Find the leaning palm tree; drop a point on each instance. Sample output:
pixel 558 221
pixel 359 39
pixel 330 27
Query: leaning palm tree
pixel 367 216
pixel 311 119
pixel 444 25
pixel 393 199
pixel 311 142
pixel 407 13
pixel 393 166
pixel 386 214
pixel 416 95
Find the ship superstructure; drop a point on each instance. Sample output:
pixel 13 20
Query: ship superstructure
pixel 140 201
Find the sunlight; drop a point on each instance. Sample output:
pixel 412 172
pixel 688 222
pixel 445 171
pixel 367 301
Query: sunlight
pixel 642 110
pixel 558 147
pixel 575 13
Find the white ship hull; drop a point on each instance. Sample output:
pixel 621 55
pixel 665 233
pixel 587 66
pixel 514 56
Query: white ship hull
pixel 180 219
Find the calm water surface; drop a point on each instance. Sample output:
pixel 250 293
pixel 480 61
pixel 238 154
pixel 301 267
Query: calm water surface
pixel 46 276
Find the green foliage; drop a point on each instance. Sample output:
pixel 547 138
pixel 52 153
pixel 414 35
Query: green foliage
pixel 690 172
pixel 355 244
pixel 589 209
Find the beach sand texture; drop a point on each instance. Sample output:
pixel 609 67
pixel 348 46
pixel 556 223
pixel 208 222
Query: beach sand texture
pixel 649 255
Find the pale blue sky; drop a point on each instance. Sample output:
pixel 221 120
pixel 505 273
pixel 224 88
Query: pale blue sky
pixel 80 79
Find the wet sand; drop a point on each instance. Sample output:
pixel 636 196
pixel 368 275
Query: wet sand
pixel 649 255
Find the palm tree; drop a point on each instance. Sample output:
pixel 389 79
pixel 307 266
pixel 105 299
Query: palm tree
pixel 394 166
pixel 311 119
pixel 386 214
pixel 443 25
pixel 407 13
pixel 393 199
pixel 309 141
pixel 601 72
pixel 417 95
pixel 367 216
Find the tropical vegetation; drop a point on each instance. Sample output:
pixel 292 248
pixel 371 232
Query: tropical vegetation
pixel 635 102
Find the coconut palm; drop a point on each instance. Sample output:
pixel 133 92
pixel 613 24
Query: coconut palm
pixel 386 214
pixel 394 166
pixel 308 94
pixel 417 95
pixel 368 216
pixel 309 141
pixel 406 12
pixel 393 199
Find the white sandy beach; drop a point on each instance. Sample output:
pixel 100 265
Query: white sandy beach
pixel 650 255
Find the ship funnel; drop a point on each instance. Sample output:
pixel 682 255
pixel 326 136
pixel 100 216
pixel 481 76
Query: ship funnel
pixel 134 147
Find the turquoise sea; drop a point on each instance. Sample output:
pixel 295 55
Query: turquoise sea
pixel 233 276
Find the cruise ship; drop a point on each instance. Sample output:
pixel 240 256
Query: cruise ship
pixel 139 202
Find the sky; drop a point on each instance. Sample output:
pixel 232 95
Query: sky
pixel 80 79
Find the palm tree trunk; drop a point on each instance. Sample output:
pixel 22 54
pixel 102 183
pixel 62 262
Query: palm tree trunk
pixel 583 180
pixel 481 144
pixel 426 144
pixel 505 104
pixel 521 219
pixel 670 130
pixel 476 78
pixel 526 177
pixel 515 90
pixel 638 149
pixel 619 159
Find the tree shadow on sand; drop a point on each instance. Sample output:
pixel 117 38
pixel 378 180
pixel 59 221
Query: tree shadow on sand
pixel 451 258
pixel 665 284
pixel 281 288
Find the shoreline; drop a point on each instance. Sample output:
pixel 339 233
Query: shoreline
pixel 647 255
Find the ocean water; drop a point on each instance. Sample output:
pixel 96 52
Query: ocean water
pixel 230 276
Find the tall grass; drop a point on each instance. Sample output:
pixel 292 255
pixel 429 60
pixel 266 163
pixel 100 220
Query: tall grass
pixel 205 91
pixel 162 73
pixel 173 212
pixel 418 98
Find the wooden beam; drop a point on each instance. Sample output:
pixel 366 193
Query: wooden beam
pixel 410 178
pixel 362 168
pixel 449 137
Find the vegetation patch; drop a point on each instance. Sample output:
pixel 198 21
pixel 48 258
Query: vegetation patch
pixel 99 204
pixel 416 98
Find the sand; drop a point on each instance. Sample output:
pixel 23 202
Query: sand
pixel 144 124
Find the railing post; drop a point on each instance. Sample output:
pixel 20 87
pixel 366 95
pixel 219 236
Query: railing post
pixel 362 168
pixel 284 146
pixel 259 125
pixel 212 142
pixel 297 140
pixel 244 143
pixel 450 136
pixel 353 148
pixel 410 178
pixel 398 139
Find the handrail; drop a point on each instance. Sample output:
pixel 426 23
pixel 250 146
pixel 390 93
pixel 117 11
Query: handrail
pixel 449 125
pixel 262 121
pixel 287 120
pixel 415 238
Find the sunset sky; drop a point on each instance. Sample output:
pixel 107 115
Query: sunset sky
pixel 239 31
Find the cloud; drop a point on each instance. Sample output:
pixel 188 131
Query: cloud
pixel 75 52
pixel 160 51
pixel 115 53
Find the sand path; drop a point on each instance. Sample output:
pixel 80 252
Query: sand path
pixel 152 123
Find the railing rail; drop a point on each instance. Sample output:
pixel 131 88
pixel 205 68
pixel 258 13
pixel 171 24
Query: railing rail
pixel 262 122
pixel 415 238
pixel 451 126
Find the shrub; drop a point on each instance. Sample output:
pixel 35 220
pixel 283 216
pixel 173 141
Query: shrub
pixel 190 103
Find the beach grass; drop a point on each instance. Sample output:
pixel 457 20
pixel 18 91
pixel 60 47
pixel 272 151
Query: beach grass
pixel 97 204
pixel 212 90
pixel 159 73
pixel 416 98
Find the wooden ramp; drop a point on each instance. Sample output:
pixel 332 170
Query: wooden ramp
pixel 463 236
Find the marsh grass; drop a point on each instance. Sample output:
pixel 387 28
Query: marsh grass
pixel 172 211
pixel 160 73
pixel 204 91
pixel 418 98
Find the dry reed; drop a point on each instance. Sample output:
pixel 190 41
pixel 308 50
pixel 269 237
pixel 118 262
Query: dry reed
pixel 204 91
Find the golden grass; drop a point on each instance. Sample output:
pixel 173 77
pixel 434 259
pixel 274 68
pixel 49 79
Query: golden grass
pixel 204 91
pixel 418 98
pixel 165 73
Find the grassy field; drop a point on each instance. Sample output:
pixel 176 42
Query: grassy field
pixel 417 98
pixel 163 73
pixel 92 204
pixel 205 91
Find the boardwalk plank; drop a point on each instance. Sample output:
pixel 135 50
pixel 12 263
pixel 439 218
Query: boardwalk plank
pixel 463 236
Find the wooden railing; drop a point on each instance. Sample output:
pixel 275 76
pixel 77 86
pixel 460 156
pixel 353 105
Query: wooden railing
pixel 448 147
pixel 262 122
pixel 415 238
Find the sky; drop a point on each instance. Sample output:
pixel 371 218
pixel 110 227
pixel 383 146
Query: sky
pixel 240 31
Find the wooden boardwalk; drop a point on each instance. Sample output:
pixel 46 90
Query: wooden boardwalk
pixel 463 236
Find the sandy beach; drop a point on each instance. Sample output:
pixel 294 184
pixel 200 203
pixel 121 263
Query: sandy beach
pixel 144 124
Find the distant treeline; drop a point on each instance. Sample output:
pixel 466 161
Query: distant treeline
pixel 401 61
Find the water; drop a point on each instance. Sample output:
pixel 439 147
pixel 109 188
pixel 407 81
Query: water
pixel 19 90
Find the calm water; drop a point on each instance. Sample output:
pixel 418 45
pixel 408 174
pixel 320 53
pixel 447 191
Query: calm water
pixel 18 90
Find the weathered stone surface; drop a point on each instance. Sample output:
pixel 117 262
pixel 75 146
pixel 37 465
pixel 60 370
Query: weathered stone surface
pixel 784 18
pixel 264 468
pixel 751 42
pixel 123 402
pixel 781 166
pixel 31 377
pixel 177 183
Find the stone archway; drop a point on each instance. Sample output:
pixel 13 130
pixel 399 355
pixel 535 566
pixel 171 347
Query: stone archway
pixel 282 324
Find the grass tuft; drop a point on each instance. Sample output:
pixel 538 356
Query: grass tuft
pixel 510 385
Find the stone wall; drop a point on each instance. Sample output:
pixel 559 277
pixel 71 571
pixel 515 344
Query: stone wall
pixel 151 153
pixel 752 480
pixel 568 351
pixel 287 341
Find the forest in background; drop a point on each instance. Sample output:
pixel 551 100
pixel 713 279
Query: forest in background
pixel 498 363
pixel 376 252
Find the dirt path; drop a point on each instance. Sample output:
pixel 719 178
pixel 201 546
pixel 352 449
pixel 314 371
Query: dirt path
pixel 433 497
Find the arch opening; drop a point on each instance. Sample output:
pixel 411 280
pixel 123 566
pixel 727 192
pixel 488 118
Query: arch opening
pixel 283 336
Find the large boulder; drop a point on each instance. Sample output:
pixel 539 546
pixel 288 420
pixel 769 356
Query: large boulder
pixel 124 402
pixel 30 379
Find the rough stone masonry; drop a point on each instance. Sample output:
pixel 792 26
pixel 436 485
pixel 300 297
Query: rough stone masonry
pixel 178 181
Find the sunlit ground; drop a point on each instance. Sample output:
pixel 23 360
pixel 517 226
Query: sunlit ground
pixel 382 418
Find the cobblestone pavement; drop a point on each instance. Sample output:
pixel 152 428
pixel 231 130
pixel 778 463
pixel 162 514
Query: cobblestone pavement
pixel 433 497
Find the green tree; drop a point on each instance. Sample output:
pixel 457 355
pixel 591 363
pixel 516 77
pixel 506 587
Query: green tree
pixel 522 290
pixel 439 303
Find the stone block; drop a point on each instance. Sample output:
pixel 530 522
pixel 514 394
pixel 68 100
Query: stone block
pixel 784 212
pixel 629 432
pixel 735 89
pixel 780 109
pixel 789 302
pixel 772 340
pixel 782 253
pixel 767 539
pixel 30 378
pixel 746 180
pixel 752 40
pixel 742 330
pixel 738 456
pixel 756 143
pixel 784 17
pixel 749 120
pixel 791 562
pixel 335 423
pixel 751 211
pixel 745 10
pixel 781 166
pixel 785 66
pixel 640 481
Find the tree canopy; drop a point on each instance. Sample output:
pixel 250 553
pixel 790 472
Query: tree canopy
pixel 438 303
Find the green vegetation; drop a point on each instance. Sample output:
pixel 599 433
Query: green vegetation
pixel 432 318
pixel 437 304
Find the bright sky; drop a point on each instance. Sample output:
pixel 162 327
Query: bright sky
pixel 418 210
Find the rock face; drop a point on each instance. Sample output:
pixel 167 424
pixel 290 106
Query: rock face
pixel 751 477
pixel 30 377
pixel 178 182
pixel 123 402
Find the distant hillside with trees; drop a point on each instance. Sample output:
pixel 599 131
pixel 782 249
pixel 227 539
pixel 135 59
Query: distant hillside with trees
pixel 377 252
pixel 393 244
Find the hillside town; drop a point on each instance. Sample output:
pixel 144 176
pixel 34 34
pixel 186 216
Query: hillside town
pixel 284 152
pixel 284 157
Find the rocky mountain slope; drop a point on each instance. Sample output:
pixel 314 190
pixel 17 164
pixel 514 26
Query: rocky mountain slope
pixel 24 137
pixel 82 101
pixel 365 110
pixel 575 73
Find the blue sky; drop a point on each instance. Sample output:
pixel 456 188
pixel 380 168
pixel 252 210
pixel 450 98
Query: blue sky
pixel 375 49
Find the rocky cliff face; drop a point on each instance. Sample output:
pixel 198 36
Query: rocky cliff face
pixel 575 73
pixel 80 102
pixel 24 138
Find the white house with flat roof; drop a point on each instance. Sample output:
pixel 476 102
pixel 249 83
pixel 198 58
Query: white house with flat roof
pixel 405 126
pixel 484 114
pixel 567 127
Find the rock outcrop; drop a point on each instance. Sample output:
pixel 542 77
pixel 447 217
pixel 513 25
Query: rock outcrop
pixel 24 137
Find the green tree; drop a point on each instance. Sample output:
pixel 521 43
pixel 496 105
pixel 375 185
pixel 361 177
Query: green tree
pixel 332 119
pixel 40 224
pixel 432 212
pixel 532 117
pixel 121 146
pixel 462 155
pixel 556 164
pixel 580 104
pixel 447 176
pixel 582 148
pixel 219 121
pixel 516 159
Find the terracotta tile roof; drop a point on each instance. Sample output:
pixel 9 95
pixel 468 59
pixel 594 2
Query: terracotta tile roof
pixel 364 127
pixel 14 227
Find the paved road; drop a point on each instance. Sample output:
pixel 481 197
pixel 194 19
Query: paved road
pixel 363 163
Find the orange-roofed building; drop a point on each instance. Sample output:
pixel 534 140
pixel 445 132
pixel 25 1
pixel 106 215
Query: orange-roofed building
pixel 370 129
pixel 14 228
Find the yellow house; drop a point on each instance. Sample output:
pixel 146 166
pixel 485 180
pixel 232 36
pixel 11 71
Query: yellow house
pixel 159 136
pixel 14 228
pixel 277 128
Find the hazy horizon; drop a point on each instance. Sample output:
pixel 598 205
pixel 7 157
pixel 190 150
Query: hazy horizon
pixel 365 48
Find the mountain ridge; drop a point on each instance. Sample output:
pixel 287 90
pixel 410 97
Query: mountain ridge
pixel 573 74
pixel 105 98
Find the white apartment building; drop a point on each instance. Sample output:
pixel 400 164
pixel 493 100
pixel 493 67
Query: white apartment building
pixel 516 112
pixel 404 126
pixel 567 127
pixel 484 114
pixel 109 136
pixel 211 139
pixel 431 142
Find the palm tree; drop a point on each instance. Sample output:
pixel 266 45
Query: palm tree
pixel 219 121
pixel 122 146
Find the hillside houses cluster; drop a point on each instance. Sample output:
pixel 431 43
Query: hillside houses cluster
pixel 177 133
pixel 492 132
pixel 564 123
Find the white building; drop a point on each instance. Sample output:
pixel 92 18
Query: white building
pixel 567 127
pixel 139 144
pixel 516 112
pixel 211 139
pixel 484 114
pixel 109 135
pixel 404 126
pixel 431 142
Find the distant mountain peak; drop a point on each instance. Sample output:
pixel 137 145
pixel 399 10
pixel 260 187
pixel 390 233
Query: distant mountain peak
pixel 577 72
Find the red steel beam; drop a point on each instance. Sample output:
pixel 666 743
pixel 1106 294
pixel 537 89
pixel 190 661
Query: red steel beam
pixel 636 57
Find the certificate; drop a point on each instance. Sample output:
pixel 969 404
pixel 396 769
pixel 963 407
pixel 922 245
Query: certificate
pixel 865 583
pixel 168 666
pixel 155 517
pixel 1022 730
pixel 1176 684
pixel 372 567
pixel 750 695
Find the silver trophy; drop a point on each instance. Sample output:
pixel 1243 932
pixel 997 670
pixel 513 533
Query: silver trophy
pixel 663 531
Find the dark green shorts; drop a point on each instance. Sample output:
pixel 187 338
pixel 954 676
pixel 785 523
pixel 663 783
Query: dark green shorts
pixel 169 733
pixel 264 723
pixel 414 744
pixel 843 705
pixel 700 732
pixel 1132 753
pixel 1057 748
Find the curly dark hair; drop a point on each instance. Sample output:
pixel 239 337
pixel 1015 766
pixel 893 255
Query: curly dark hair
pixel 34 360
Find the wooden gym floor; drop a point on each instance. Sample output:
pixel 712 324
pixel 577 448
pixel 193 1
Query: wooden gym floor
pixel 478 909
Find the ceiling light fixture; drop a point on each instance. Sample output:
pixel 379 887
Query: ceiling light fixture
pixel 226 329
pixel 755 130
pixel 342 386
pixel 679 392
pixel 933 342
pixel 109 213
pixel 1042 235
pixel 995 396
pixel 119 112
----------------------------------------
- WHAT YOU HAVE TO DO -
Please give every line from the start of the items through the line that contains "pixel 416 95" as a JSON list of strings, one string per line, with both ends included and blank lines left out.

- SOLUTION TO THIS EXERCISE -
[
  "Find the leaning palm tree; drop a point on each instance. Sample output:",
  "pixel 558 221",
  "pixel 359 39",
  "pixel 330 27",
  "Query: leaning palm tree",
  "pixel 367 216",
  "pixel 311 119",
  "pixel 444 25",
  "pixel 393 199",
  "pixel 311 142",
  "pixel 407 13",
  "pixel 393 166",
  "pixel 386 214",
  "pixel 416 95"
]